* **TASK STATEMENT**
Copy only what runs from the line containing "Put a pin on every instance of the dark ceramic" through the end of the material below, line for line, with both ends included.

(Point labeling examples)
━━━━━━

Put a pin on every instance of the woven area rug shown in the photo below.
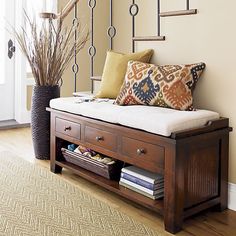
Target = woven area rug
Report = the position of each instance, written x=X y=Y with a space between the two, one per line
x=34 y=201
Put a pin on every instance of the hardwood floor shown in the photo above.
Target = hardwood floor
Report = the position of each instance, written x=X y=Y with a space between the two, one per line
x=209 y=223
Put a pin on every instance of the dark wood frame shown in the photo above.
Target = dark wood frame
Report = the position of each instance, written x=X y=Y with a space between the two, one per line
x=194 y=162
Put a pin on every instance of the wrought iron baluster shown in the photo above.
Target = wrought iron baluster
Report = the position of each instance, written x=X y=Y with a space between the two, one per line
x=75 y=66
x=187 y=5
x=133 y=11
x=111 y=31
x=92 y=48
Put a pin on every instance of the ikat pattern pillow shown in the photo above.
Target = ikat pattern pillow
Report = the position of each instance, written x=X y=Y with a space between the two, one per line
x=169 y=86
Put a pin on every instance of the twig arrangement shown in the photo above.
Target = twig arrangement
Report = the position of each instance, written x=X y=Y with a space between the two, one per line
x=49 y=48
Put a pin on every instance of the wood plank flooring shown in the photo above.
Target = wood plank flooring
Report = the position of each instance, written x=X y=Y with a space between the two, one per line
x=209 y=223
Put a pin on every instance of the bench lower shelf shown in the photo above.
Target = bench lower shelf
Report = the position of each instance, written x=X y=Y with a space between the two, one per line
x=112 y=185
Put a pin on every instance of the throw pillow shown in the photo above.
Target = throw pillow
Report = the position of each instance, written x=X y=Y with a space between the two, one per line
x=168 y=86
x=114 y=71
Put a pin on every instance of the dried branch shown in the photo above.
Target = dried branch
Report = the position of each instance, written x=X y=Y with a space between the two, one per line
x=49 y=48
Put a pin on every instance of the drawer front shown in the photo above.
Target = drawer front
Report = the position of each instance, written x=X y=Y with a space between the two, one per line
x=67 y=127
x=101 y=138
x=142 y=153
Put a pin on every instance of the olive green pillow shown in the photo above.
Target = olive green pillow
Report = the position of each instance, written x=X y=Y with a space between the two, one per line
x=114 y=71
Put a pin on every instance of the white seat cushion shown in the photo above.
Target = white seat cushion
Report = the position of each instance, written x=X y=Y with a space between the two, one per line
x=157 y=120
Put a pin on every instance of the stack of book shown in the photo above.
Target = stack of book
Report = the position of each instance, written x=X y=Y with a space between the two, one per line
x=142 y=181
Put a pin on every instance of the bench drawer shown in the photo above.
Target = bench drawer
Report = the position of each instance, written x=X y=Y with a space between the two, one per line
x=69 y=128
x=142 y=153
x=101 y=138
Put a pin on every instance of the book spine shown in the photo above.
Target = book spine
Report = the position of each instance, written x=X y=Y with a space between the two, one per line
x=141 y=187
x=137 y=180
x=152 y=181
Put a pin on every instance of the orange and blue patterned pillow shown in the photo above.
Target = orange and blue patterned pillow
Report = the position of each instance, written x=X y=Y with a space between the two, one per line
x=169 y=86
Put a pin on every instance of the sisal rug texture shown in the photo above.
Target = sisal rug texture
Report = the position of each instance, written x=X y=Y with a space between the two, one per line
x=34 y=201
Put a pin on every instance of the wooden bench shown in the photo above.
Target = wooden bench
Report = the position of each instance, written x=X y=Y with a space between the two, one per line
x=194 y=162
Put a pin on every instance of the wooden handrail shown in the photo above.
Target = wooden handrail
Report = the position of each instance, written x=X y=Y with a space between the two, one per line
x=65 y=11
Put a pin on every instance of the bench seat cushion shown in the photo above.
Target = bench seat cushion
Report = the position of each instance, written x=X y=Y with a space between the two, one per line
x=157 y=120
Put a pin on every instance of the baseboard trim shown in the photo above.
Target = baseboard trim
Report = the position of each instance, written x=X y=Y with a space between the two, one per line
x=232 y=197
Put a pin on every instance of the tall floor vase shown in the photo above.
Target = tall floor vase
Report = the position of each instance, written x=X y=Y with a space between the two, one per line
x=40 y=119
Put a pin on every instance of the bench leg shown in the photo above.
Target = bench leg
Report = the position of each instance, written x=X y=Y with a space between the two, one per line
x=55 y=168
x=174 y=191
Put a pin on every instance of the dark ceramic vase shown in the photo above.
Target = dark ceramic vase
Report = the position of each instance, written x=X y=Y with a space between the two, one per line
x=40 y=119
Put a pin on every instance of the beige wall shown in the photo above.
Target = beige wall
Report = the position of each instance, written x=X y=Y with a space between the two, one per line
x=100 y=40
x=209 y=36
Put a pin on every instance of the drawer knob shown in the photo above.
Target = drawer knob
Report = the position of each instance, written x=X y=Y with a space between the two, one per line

━━━━━━

* **COMPLETED EXERCISE**
Put a pin on every instance of the dark ceramic vase shown in the photo above.
Target = dark ceramic vase
Report = the position of each instance, written x=X y=Y with a space between the two, one per line
x=40 y=119
Put a pin on every instance of the beige wall shown in the photo above.
Target = beige wall
Report = the position of each instance, written x=X y=Y with a space between the two, one per line
x=100 y=40
x=209 y=36
Put a pin on every instance of the drawer knob shown in the photo above.
Target = drawer knob
Report = the position of each instance, written x=X y=Y with a space between the two, one per line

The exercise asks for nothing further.